According to the National Association of Realtors’ (NAR) 2017 Home Buyer and Seller Generational Trends study released Tuesday, there has been an uptick in the number of generation Xers buying a home during the past year. Millennials, on the other hand, have struggled with making down payments on houses mostly due to student debt.
According to the NAR, 46 percent of millennials have student debt, with the average balance at $25,000. The average debt of millennials is lower than gen X borrowers, who owe around $30,000 on average, but the debt is still hurting their ability to purchase a home.
Among potential home buyers saving for a down payment, millennials are still having the roughest time. The NAR found that 55 percent of millennials said student loans were delaying their efforts to save for homes. That compares to just 29 percent of gen Xers and 9 percent of baby boomers.
“Repaying student debt also appears to be slowing some current homeowners who went to graduate school and now can no longer afford to sell and trade up because of their loans,” said Lawrence Yun, the NAR Chief Economist in a press release announcing the study.
For countless millennial student loan borrowers, owning a home is simply out of grasp – even with an improving economy and better job prospects for a generation that has surpassed baby boomers in size.
It’s no secret that the more than $1.4 trillion in student loan debt the nation collectively owes is hurting all aspects of the economy, not just the borrowers’ cash flow. Student loan borrowers are also putting off getting married, starting families, buying cars, saving for retirement, and starting their own businesses which has ramifications for the entire U.S. economy.

About this task | Reproduce the passage of the student-debt article word for word, everything from "Among potential home" down to "boomers in size.". The material after this point was taken from a different source.

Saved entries
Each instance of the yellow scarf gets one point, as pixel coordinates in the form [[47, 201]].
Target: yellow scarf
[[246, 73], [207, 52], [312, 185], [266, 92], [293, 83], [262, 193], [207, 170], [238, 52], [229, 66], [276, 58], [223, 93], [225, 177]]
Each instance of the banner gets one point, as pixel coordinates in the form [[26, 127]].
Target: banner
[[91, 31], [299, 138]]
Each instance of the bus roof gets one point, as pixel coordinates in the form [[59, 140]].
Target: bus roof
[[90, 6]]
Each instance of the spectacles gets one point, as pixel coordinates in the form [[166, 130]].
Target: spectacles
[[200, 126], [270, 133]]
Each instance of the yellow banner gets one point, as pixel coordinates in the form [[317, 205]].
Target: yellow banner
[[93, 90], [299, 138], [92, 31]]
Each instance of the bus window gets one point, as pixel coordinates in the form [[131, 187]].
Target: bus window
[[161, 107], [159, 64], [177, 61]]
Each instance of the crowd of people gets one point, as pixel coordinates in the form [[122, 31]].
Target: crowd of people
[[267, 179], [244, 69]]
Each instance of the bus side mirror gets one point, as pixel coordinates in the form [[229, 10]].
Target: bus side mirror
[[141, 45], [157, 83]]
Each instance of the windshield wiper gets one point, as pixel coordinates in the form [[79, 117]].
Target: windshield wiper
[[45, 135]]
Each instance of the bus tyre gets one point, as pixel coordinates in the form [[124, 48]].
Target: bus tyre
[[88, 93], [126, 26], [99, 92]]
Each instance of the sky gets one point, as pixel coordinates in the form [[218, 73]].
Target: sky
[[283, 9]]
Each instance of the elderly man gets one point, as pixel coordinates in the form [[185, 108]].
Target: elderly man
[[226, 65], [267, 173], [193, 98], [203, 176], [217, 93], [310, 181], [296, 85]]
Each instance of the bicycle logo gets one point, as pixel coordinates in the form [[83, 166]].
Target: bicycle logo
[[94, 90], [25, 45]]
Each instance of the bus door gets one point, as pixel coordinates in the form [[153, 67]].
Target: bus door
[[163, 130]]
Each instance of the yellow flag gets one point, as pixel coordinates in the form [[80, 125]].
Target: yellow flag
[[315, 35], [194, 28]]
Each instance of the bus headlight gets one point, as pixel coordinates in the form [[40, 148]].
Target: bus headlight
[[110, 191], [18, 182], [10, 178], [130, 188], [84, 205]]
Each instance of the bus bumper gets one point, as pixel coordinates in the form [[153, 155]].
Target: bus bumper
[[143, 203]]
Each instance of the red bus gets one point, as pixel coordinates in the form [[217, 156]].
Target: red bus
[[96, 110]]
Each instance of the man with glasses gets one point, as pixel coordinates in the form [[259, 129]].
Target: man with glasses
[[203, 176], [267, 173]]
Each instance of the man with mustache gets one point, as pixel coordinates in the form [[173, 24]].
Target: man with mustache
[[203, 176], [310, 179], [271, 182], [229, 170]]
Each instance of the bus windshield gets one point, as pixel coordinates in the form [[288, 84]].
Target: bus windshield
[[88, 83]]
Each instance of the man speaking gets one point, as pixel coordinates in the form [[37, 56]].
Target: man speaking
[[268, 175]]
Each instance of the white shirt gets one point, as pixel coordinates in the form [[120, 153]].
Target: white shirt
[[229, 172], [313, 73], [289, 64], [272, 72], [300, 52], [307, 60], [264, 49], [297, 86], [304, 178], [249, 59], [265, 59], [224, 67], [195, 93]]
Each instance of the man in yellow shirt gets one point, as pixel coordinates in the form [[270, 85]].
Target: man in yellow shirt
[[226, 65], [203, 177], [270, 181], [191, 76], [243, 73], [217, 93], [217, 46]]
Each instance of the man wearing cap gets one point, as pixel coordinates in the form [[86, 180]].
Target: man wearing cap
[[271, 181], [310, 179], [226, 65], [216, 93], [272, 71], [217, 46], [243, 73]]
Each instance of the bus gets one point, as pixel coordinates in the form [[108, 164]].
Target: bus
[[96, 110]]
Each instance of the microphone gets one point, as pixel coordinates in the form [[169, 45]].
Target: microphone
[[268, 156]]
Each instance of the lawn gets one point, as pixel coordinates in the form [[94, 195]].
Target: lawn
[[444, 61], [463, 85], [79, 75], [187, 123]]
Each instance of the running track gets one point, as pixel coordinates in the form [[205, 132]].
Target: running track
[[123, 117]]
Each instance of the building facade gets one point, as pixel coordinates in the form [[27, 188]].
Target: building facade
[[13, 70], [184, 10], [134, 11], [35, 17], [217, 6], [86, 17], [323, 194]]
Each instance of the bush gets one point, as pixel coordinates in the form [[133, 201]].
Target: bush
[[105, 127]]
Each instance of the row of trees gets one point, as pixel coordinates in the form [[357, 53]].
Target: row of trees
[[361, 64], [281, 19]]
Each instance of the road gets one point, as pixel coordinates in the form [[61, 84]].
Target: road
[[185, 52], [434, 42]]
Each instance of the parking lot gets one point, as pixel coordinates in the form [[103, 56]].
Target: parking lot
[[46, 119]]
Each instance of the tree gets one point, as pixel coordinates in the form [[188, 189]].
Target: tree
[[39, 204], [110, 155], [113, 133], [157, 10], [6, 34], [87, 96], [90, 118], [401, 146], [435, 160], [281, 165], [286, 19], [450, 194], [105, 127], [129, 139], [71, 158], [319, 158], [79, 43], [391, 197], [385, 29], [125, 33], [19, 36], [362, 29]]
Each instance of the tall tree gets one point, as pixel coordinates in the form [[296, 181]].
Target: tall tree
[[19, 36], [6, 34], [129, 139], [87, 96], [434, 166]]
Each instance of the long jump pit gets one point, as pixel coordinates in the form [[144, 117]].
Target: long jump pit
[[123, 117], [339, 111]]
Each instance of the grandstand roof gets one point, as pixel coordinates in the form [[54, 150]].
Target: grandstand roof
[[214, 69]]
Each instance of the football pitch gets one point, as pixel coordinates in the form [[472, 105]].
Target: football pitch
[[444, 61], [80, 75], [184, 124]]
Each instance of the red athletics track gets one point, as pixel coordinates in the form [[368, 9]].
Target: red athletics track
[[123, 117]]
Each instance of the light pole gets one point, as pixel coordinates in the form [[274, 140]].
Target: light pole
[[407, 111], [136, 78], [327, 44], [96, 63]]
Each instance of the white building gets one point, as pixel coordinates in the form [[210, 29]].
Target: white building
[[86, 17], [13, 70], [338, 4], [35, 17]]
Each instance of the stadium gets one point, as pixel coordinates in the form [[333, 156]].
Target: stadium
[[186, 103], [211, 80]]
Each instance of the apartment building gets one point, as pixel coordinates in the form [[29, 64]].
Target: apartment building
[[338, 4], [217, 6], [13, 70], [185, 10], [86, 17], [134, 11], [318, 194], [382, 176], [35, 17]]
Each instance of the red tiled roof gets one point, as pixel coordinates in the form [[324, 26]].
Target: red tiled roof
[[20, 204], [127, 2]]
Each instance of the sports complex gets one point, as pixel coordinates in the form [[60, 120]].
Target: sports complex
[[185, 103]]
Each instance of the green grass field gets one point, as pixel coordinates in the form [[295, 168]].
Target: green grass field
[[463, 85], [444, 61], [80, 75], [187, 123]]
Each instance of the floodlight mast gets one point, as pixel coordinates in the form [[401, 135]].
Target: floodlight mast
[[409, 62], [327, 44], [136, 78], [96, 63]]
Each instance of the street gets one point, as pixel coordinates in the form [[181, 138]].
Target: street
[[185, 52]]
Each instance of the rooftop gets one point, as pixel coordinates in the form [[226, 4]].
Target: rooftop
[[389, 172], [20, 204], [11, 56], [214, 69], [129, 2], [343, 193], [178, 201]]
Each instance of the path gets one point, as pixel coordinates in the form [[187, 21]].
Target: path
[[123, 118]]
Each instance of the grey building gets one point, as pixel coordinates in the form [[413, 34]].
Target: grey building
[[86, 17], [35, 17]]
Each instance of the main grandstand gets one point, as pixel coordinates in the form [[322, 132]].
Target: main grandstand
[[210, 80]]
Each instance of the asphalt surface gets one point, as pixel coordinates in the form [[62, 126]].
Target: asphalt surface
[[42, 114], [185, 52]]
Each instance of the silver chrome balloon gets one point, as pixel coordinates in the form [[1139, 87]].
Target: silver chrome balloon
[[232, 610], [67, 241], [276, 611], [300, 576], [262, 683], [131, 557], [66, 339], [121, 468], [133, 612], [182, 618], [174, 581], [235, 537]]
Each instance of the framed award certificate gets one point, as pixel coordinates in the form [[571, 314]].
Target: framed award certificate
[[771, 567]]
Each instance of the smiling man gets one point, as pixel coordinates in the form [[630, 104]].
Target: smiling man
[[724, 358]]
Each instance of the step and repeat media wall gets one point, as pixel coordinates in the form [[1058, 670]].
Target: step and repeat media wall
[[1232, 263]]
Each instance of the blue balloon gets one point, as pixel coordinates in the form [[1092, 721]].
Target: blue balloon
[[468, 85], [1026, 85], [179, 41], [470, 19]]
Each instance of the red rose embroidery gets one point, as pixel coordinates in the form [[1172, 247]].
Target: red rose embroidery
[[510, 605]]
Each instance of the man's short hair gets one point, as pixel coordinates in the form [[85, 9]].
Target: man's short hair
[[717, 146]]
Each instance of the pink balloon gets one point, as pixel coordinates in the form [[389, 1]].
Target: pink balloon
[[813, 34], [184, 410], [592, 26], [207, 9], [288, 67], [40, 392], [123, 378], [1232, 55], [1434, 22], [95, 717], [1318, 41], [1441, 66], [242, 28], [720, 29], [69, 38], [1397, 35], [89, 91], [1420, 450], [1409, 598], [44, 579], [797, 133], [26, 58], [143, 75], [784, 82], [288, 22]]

Response to the task |
Among potential home buyers saving for a down payment, millennials are still having the roughest time. The NAR found that 55 percent of millennials said student loans were delaying their efforts to save for homes. That compares to just 29 percent of gen Xers and 9 percent of baby boomers.
“Repaying student debt also appears to be slowing some current homeowners who went to graduate school and now can no longer afford to sell and trade up because of their loans,” said Lawrence Yun, the NAR Chief Economist in a press release announcing the study.
For countless millennial student loan borrowers, owning a home is simply out of grasp – even with an improving economy and better job prospects for a generation that has surpassed baby boomers in size.